(Records from a collection)

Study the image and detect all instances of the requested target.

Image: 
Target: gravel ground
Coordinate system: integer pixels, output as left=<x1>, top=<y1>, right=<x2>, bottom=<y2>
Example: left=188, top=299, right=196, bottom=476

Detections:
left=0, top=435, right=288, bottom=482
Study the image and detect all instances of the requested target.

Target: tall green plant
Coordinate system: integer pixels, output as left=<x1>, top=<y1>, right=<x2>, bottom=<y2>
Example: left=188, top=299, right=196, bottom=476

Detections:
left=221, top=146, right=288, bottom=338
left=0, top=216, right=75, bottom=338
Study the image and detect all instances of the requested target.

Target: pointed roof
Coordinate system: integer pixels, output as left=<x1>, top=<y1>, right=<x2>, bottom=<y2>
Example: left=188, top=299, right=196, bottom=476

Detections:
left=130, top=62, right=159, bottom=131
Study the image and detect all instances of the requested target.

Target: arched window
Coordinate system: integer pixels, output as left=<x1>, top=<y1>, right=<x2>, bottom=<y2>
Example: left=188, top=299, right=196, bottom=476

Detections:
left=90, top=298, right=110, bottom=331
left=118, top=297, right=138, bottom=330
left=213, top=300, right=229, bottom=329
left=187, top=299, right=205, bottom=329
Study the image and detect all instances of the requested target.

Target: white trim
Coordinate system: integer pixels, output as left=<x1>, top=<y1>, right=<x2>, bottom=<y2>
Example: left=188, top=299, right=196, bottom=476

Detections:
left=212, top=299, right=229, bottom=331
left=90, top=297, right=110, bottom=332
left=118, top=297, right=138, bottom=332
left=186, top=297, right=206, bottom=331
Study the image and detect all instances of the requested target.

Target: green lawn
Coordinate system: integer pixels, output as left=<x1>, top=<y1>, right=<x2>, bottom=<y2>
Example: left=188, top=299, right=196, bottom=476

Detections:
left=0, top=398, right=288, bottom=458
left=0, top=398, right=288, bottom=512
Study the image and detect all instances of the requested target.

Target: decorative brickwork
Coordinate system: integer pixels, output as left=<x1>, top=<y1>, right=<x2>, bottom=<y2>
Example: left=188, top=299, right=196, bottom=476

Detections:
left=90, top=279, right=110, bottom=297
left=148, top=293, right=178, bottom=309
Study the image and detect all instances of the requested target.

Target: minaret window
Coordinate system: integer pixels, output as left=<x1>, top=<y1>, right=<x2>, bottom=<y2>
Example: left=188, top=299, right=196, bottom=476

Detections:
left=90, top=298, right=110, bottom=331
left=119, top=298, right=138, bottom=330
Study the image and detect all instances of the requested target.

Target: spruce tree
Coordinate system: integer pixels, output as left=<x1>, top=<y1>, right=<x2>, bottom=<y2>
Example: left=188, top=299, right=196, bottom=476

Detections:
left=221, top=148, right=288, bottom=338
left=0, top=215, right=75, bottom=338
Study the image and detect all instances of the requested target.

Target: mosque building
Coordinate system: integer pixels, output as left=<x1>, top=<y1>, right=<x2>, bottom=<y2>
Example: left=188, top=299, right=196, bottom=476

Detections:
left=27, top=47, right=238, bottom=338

• [WORK TO BE COMPLETED]: Express every line above as a JSON list of strings, one string per line, and skip the blank lines.

• [EXPECTED ANSWER]:
[
  "Study the image and detect all instances of the requested target.",
  "Image: ",
  "Target: gravel ground",
  "Coordinate system: integer pixels, output as left=<x1>, top=<y1>, right=<x2>, bottom=<y2>",
  "Example: left=188, top=299, right=196, bottom=476",
  "Detections:",
  "left=0, top=435, right=288, bottom=482",
  "Study the image and detect all instances of the requested target.",
  "Target: tall green plant",
  "Coordinate system: integer pixels, output as left=<x1>, top=<y1>, right=<x2>, bottom=<y2>",
  "Example: left=188, top=299, right=196, bottom=476",
  "Detections:",
  "left=221, top=146, right=288, bottom=338",
  "left=0, top=216, right=75, bottom=338",
  "Study the image and detect all instances of the requested target.",
  "Target: pointed roof",
  "Coordinate system: integer pixels, output as left=<x1>, top=<y1>, right=<x2>, bottom=<y2>",
  "Example: left=188, top=299, right=196, bottom=476",
  "Detections:",
  "left=130, top=62, right=159, bottom=131",
  "Study the image and detect all instances of the requested target.",
  "Target: arched window",
  "Coordinate system: integer pixels, output as left=<x1>, top=<y1>, right=<x2>, bottom=<y2>",
  "Example: left=188, top=299, right=196, bottom=476",
  "Detections:",
  "left=90, top=298, right=110, bottom=331",
  "left=118, top=297, right=138, bottom=330",
  "left=213, top=300, right=229, bottom=329",
  "left=187, top=299, right=205, bottom=329",
  "Study the image and detect all instances of the requested target.",
  "Target: white trim",
  "Coordinate system: integer pixels, output as left=<x1>, top=<y1>, right=<x2>, bottom=<y2>",
  "Example: left=188, top=299, right=196, bottom=476",
  "Detections:",
  "left=212, top=299, right=229, bottom=331",
  "left=90, top=297, right=110, bottom=332",
  "left=118, top=297, right=138, bottom=332",
  "left=186, top=297, right=206, bottom=331",
  "Study the image and detect all instances of the requested target.",
  "Target: green lawn",
  "Coordinate system: integer pixels, output as left=<x1>, top=<y1>, right=<x2>, bottom=<y2>",
  "Example: left=188, top=299, right=196, bottom=476",
  "Detections:",
  "left=0, top=398, right=288, bottom=458",
  "left=0, top=398, right=288, bottom=512",
  "Study the image and detect all instances of the requested target.",
  "Target: decorative brickwork",
  "Coordinate system: integer pixels, output as left=<x1>, top=<y1>, right=<x2>, bottom=<y2>",
  "Example: left=188, top=299, right=196, bottom=476",
  "Detections:",
  "left=90, top=279, right=110, bottom=297",
  "left=148, top=293, right=178, bottom=309",
  "Study the image and detect all instances of the requested target.",
  "Target: minaret window",
  "Coordinate system: integer pixels, output as left=<x1>, top=<y1>, right=<x2>, bottom=<y2>",
  "Example: left=188, top=299, right=196, bottom=476",
  "Detections:",
  "left=90, top=298, right=110, bottom=331",
  "left=119, top=298, right=138, bottom=330",
  "Study the image and detect all instances of the requested target.",
  "Target: spruce tree",
  "Coordinate system: integer pixels, output as left=<x1>, top=<y1>, right=<x2>, bottom=<y2>",
  "Example: left=188, top=299, right=196, bottom=476",
  "Detections:",
  "left=221, top=148, right=288, bottom=338",
  "left=0, top=215, right=75, bottom=338",
  "Study the image and detect all instances of the requested target.",
  "Target: mosque building",
  "Coordinate system: integer pixels, output as left=<x1>, top=<y1>, right=<x2>, bottom=<y2>",
  "Example: left=188, top=299, right=196, bottom=476",
  "Detections:",
  "left=27, top=47, right=238, bottom=338"
]